[TASK 1]:
Select each line in the entries below that contains the word "white", and copy those lines.

[TEXT]:
+++

Tribulation Saint

Historic Christianity in the Twenty First Century

Month: January, 2015


Biblical Church: A Challenge to Unscriptural Traditions
and Practice
Beresford Job
Bethany Publishing, 2007
279 pp., pb.

I had the privilege of meeting Beresford Job at a conference in New York State in 2013 – my copy of the book is autographed by the author! Beresford Job is an elder in a well-established house church in England, and his book is exactly what the subtitle says it is – a challenge to unscriptural traditions and practice. The main argument of the book is that most modern churches have departed from the practice of the apostolic church, and are spiritually impaired as a result. In order for the church to function as it was meant to, it must return to the apostolic example.

The book’s thesis
What we think of today as the traditional church, Beresford says, arose during the post-apostolic era. It concentrates ministry in the hands of a professional clergy, and features formal “worship services” in large public buildings specifically designed for the purpose. The congregants sit passively in pews while a sermon is delivered from a pulpit.
All of this, Beresford argues, is a departure from apostolic practice. The earliest Christians met informally in private homes where everyone contributed to the meeting, and the Lord’s Table was a part of a regular meal. The elders were simply spiritually mature men who were chosen from within the congregation, not paid professionals brought in from the outside.
It is hard to argue with the main contention of the book. The highly institutionalized Christianity we know and accept today is utterly foreign to the New Testament. Yet at points I feel that Beresford is guilty of overstating his case, in some ways giving us a one-sided picture of what 1st Century church life was like, and downplaying passages that seem to run counter to his thesis.

House gatherings only?
For one thing, while it is certainly true that the early Christians met in private homes, and did not own church buildings per se, it is also true that there was a larger, more public aspect to church life as well. Of the church at Jerusalem, for example, it was said that they were “continuing daily with one accord in the temple, and breaking bread from house to house . . .” (Acts 2:46; NKJV). The entire church at Jerusalem numbered at least 3,000 souls (v. 41), and it was this larger church that “continued with one accord in the temple.” At the same time there were smaller groups that were “breaking bread from house to house.” On the one hand it was possible to speak of a church as embracing the entire Christian community in a given city – the church at Ephesus or the church at Corinth, for example; and at the same time to speak of the church that is in Priscilla and Aquila’s house (e.g., Rom. 16:3-5).

+++

[MATERIALS PROVIDED]:
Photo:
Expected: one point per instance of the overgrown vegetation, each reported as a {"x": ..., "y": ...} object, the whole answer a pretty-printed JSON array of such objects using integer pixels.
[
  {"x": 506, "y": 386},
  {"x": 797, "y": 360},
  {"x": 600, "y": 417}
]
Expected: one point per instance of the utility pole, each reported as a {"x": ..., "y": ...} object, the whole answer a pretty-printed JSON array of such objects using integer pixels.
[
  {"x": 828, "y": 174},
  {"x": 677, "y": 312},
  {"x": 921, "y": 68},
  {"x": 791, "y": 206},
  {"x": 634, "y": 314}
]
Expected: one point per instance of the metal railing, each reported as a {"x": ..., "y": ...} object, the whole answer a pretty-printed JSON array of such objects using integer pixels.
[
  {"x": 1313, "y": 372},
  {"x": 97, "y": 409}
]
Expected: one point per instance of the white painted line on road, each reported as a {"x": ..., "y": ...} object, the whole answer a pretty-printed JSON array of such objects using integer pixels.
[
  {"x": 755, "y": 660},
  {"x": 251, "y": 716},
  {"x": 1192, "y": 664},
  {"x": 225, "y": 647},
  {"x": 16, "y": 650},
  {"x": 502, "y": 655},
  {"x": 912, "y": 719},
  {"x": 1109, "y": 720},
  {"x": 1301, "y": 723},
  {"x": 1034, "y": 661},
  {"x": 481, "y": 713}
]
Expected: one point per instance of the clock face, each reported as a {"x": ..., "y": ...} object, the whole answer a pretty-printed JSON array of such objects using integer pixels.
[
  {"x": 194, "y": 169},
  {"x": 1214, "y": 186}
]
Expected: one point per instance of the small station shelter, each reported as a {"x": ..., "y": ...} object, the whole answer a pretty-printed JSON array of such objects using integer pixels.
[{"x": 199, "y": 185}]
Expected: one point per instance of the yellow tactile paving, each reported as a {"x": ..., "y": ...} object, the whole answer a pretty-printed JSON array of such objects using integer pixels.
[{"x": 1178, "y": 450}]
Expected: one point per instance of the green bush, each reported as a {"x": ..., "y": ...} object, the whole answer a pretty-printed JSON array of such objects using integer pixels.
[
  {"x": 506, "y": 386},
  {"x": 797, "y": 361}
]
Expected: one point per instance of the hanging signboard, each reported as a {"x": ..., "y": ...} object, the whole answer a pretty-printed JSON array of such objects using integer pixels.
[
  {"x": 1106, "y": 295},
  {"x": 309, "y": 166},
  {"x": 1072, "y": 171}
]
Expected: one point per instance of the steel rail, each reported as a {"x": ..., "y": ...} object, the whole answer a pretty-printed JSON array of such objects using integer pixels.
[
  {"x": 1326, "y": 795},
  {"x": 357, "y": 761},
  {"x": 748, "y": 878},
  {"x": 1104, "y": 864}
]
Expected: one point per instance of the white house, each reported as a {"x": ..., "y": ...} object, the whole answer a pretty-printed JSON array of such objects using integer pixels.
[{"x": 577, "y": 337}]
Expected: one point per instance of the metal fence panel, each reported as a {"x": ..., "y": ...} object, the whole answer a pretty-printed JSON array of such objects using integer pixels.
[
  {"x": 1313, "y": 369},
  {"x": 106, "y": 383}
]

+++

[TASK 2]:
Write out everything in the book review from "The book’s thesis" down to "from the outside.", switching "pulpit" to "lectern".

[FULL ANSWER 1]:
Expected: one point per instance of the white painted line on road, each reported as a {"x": ..., "y": ...} object, the whole answer a pretty-printed JSON array of such objects using integer pixels.
Expected: one point per instance of the white house, each reported as a {"x": ..., "y": ...} object, the whole answer a pretty-printed JSON array of such objects using integer pixels.

[FULL ANSWER 2]:
The book’s thesis
What we think of today as the traditional church, Beresford says, arose during the post-apostolic era. It concentrates ministry in the hands of a professional clergy, and features formal “worship services” in large public buildings specifically designed for the purpose. The congregants sit passively in pews while a sermon is delivered from a lectern.
All of this, Beresford argues, is a departure from apostolic practice. The earliest Christians met informally in private homes where everyone contributed to the meeting, and the Lord’s Table was a part of a regular meal. The elders were simply spiritually mature men who were chosen from within the congregation, not paid professionals brought in from the outside.